* begin Source data *
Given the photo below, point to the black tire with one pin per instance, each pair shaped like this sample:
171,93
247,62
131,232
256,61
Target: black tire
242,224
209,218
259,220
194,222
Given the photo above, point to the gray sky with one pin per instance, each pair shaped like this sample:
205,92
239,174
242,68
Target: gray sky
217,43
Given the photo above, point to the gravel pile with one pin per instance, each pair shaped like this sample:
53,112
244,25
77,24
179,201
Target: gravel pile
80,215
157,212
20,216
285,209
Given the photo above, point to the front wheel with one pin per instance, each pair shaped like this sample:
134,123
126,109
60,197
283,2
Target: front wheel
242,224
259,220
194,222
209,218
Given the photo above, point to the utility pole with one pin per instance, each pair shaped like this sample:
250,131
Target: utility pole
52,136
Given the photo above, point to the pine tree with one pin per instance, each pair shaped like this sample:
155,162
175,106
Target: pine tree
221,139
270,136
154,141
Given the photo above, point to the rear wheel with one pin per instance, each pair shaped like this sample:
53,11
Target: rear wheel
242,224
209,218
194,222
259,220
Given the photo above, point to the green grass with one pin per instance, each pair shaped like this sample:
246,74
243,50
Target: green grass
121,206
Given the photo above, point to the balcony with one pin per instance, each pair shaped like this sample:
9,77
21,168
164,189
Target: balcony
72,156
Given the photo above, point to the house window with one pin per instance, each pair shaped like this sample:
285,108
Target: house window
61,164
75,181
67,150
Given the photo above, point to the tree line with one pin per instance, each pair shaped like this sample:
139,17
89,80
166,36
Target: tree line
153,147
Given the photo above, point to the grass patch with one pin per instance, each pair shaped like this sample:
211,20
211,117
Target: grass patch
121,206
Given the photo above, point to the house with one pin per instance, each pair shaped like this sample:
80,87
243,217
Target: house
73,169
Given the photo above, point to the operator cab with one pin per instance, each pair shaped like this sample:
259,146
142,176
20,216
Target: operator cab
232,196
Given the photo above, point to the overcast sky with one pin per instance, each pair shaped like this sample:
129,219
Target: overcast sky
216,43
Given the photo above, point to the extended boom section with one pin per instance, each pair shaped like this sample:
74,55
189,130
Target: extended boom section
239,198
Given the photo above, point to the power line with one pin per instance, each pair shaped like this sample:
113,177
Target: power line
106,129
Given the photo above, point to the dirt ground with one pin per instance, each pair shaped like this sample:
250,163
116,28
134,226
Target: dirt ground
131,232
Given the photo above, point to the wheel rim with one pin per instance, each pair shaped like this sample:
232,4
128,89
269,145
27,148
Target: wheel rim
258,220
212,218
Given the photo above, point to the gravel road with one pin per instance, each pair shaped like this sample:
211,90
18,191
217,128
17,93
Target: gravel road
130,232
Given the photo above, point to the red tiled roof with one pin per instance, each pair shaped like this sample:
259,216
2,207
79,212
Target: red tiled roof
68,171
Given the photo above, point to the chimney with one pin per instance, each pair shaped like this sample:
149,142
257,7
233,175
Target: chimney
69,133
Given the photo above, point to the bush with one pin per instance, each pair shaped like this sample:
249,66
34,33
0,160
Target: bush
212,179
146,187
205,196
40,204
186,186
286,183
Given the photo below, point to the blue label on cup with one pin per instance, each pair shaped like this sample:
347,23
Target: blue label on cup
* end Source data *
** The problem **
Set down nothing but the lines from the one with "Given the photo above, point to the operator" through the end of the records, keeping each line exactly as written and including both ends.

** Exercise solution **
Given the photo above, point to the operator cab with one pin per instance, each pair shaped like this sample:
259,146
142,176
20,216
Target: operator cab
232,196
Given the photo above, point to the overcast sky with one pin per instance, each pair shaped like this sample:
129,219
Target: overcast sky
216,43
Given the photo above, point to the extended boom section with one pin per instance, each pair shaped like this sample:
74,55
189,130
Target: extended boom section
239,198
Given the photo above, point to the power line with one pin per instance, each pair shaped like this sample:
113,177
Target: power line
106,129
Given the photo above, point to the dirt ground with one pin per instance, each pair shaped like this sample:
250,163
116,28
134,226
Target: dirt ground
131,232
Given the photo above, point to the wheel rim with one pin per instance, each pair shaped like this sample:
232,4
128,89
269,145
27,148
Target: wheel rim
258,220
212,218
Given the photo above, point to the gravel road with one pin per instance, each pair shaped like this sample:
211,90
18,191
217,128
17,93
Target: gravel road
130,232
Given the photo above, point to the red tiled roof with one pin per instance, each pair shaped like this sample:
259,216
2,207
79,212
Target: red tiled roof
68,171
Given the photo above, point to the chimney with one pin per instance, each pair shaped like this sample:
149,142
257,7
233,175
Target: chimney
69,133
Given the photo above, point to the bush with one pin per instance, each pair shaped like this sample:
249,66
34,33
0,160
Target: bush
212,179
146,187
205,196
40,204
186,186
286,183
Given the photo below, point to the blue label on cup with one pin per instance, each pair shaped like this sample:
347,23
Target: blue label on cup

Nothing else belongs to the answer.